:: Task to carry out ::
Present the following entries again, word for word and in full.

** Opening Data listing block **

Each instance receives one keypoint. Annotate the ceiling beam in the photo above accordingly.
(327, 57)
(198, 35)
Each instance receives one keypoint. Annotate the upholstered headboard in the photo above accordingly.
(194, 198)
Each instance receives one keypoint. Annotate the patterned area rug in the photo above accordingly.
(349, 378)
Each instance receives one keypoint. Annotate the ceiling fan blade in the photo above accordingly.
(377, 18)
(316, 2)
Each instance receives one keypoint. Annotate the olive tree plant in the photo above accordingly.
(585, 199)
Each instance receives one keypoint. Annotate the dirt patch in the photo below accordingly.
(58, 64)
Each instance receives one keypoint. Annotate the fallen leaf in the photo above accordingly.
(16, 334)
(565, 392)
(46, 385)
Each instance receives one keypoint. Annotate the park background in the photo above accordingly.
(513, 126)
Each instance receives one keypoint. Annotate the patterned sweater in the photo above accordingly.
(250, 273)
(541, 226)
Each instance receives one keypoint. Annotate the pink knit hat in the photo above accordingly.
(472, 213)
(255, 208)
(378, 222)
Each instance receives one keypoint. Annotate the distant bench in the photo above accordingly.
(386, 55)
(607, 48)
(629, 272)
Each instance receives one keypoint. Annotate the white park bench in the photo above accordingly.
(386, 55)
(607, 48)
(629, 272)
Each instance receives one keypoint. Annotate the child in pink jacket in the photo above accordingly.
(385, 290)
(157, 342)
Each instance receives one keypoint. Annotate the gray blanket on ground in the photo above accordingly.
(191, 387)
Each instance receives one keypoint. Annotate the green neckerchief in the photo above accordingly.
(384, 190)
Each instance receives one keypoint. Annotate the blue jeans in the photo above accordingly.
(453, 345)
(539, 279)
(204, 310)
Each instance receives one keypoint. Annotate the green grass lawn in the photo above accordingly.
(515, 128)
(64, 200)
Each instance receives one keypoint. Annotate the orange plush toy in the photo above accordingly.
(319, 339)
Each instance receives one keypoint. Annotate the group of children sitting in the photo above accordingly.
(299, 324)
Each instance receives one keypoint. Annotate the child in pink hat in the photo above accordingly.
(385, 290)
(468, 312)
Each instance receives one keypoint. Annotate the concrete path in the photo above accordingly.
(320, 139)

** Closing Data listing block **

:: Answer to the problem ::
Each instance receives one keypoint. Annotate the ceiling beam in the photo above accordingly.
(327, 57)
(198, 35)
Each instance receives one keypoint. Annotate the upholstered headboard in the photo above accordingly.
(194, 198)
Each instance receives one keypoint. Annotate the patterned area rug in the photo above accordingly.
(349, 378)
Each instance receives one keypoint. Annotate the ceiling fan blade in the photo above accordingly.
(377, 18)
(316, 2)
Each instance receives one keypoint. Annotate the olive tree plant in the photo above accordingly.
(585, 199)
Each instance receives one keypoint. Annotate the dirt patch in the photo below accordingly.
(58, 64)
Each instance receives one keypoint. Annotate the fallen leaf in the photo above accordingly.
(16, 334)
(565, 392)
(46, 385)
Each instance receives one keypoint. Annotate the park background in the photo above accordingly.
(513, 126)
Each instance receives one keypoint. Annotate the patterned sweater in the photo above accordingly.
(250, 273)
(541, 226)
Each instance receives one keypoint. Annotate the pink knit hat in the photo above accordingly.
(472, 213)
(255, 208)
(378, 222)
Each instance receives one keypoint. Annotate the distant bench in the photo above accordingly.
(386, 55)
(607, 48)
(629, 272)
Each instance receives one keypoint. Annotate the white park bench in the photo above accordingly.
(386, 55)
(607, 48)
(629, 272)
Each instance receives one keypoint. Annotate the child in pink jacket in the photo above accordingly.
(385, 290)
(157, 342)
Each instance receives one keypoint. Annotate the gray blanket on ground in the photo above accordingly.
(191, 387)
Each instance receives one keypoint. Annotate the green neckerchief in the photo above accordingly.
(384, 190)
Each instance receives one keypoint. Annotate the blue jeans in the photo above accordingly.
(453, 345)
(539, 279)
(204, 310)
Each instance receives one keypoint. Annotate the green grass lawn in the photo above accordingly.
(515, 128)
(64, 200)
Each instance receives one keypoint. Annotate the orange plush toy in the photo above accordingly.
(319, 339)
Each instance receives one keypoint. Annotate the group of children sitting in the photo above accordingly.
(299, 324)
Each instance receives one keypoint. Annotate the child in pink hat in the photo above accordingly.
(385, 290)
(468, 312)
Each instance receives one keypoint. Annotate the concrete path in the photo above accordingly.
(320, 139)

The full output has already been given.